» What to produce
From the records below, extract all the text exactly and leave the images behind.

» Input
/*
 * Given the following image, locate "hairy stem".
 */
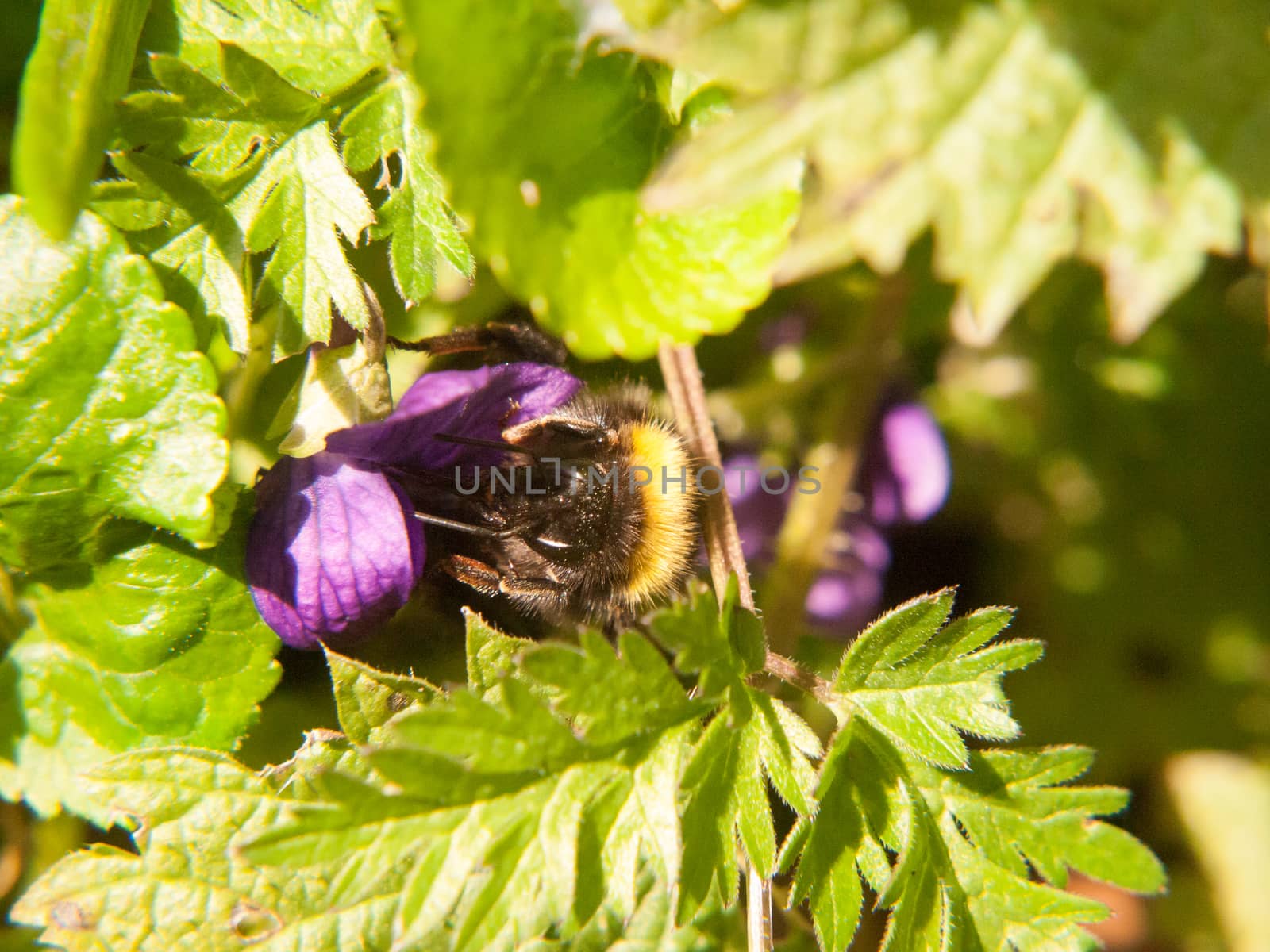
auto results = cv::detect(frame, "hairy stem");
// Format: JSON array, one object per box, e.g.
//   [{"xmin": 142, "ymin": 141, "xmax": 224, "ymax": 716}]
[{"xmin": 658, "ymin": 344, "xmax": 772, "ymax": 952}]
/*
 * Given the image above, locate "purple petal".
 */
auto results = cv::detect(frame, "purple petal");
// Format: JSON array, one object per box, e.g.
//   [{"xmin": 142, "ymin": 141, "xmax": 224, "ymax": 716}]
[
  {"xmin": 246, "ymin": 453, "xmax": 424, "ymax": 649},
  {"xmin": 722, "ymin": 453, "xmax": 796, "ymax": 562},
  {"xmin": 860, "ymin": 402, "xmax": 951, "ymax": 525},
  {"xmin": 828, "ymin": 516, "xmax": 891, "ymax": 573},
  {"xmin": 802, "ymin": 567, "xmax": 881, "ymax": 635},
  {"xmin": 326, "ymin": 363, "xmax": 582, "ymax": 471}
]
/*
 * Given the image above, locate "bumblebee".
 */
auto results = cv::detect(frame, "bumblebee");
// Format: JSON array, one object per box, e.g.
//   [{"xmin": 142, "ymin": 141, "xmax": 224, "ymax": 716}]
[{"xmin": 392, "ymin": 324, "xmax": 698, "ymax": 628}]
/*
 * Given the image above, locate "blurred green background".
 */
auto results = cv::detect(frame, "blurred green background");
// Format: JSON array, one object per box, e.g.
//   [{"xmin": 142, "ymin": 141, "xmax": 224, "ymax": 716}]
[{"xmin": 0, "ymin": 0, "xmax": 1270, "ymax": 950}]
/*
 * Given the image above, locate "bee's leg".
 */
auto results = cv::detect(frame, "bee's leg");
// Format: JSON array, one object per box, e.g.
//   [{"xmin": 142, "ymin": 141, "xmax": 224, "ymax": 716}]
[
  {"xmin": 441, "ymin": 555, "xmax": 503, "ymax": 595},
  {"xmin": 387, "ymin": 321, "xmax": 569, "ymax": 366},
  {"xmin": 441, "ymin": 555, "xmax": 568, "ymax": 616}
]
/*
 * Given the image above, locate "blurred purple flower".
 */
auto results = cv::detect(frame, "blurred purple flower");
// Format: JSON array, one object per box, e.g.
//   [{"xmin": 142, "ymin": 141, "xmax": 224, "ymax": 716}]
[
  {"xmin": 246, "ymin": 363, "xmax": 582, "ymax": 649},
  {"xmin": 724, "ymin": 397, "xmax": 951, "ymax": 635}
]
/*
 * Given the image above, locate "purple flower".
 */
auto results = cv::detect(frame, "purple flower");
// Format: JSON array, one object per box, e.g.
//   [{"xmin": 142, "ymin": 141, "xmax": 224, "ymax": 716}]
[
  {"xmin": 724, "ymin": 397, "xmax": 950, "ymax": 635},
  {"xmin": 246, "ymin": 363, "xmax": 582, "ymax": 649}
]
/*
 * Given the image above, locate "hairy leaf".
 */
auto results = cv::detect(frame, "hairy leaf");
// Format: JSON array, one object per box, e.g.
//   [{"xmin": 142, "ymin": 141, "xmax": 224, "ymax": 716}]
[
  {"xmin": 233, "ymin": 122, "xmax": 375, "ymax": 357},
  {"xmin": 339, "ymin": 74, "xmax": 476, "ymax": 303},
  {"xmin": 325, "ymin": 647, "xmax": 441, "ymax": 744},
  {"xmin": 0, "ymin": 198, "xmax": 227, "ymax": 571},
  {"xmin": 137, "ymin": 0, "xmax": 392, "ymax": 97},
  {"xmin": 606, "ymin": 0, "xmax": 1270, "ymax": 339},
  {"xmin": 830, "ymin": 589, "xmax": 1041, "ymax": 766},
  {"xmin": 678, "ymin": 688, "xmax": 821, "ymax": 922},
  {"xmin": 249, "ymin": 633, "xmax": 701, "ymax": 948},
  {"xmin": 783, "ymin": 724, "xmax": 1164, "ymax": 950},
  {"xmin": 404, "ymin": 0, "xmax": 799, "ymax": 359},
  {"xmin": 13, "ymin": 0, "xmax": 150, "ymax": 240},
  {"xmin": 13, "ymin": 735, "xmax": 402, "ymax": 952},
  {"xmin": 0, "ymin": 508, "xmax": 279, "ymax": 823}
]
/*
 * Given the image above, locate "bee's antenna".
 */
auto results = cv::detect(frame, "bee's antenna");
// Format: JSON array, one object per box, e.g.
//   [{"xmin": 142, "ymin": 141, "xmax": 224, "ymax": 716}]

» Complete response
/*
 * Given the following image, locate "hairy stem".
 */
auto results = cv::detect(frame, "hairy stem");
// Format: JSON array, one object per box, e.g.
//   [{"xmin": 142, "ymin": 141, "xmax": 224, "ymax": 716}]
[{"xmin": 658, "ymin": 344, "xmax": 772, "ymax": 952}]
/*
 * Given the image above, locate "purple petal".
 */
auto results = cv::detect(frame, "purple petal");
// Format: JSON array, one object per box, e.g.
//   [{"xmin": 142, "ymin": 141, "xmax": 224, "ymax": 716}]
[
  {"xmin": 246, "ymin": 453, "xmax": 424, "ymax": 649},
  {"xmin": 722, "ymin": 453, "xmax": 796, "ymax": 562},
  {"xmin": 860, "ymin": 402, "xmax": 951, "ymax": 525},
  {"xmin": 828, "ymin": 516, "xmax": 891, "ymax": 573},
  {"xmin": 802, "ymin": 567, "xmax": 881, "ymax": 635},
  {"xmin": 326, "ymin": 363, "xmax": 582, "ymax": 471}
]
/*
 * Given the image above, locate "bumblebee".
 */
auto results = cv::detect(frame, "bumblebee");
// Format: JSON array, one object per box, e.g.
//   [{"xmin": 142, "ymin": 141, "xmax": 224, "ymax": 716}]
[{"xmin": 392, "ymin": 324, "xmax": 698, "ymax": 628}]
/*
 * Given the image above, locate "blurred green background".
 */
auto results = cv::detect(frame, "blurred green background");
// Format: JSON array, one object per box, e.g.
//   [{"xmin": 142, "ymin": 141, "xmax": 224, "ymax": 716}]
[{"xmin": 0, "ymin": 0, "xmax": 1270, "ymax": 950}]
/*
 * Given the image above, locate "bee's leg".
 */
auto results = cv::detect(frame, "bee's leg");
// Format: JSON array, one object per box, e.g.
//   [{"xmin": 142, "ymin": 141, "xmax": 224, "ymax": 716}]
[
  {"xmin": 441, "ymin": 555, "xmax": 503, "ymax": 595},
  {"xmin": 387, "ymin": 321, "xmax": 569, "ymax": 366},
  {"xmin": 441, "ymin": 555, "xmax": 568, "ymax": 616}
]
/*
 * Given the image above, locate "blurred purple flower".
 */
auto results = cv::detect(frame, "blurred purple flower");
// Format: JSON array, one object per box, e.g.
//   [{"xmin": 142, "ymin": 141, "xmax": 224, "ymax": 716}]
[
  {"xmin": 246, "ymin": 363, "xmax": 582, "ymax": 649},
  {"xmin": 724, "ymin": 397, "xmax": 951, "ymax": 635}
]
/*
 * Given the image above, locate "purple flower".
 */
auto results = cv::detect(frame, "purple flower");
// Format: JSON array, one object per box, e.g.
//   [{"xmin": 142, "ymin": 141, "xmax": 224, "ymax": 716}]
[
  {"xmin": 724, "ymin": 397, "xmax": 950, "ymax": 635},
  {"xmin": 246, "ymin": 363, "xmax": 582, "ymax": 649}
]
/*
 * Given the image above, locate "hairy leaf".
 */
auto results = cv::detect(frame, "hairy leaf");
// Format: JSON array, one object per box, e.g.
//   [{"xmin": 142, "ymin": 141, "xmax": 224, "ymax": 716}]
[
  {"xmin": 233, "ymin": 122, "xmax": 375, "ymax": 357},
  {"xmin": 339, "ymin": 74, "xmax": 476, "ymax": 303},
  {"xmin": 325, "ymin": 647, "xmax": 441, "ymax": 744},
  {"xmin": 0, "ymin": 198, "xmax": 227, "ymax": 571},
  {"xmin": 137, "ymin": 0, "xmax": 392, "ymax": 97},
  {"xmin": 606, "ymin": 0, "xmax": 1270, "ymax": 339},
  {"xmin": 830, "ymin": 589, "xmax": 1041, "ymax": 766},
  {"xmin": 678, "ymin": 688, "xmax": 821, "ymax": 922},
  {"xmin": 249, "ymin": 633, "xmax": 701, "ymax": 948},
  {"xmin": 783, "ymin": 724, "xmax": 1164, "ymax": 950},
  {"xmin": 404, "ymin": 0, "xmax": 799, "ymax": 359},
  {"xmin": 13, "ymin": 0, "xmax": 150, "ymax": 240},
  {"xmin": 13, "ymin": 735, "xmax": 402, "ymax": 952},
  {"xmin": 0, "ymin": 508, "xmax": 279, "ymax": 823}
]
/*
 * Given the image above, locate "bee's antenna".
 */
auto results = cv::detect(frame, "bee's antenna");
// Format: JSON array, one object per box, e.g.
//   [{"xmin": 142, "ymin": 141, "xmax": 224, "ymax": 716}]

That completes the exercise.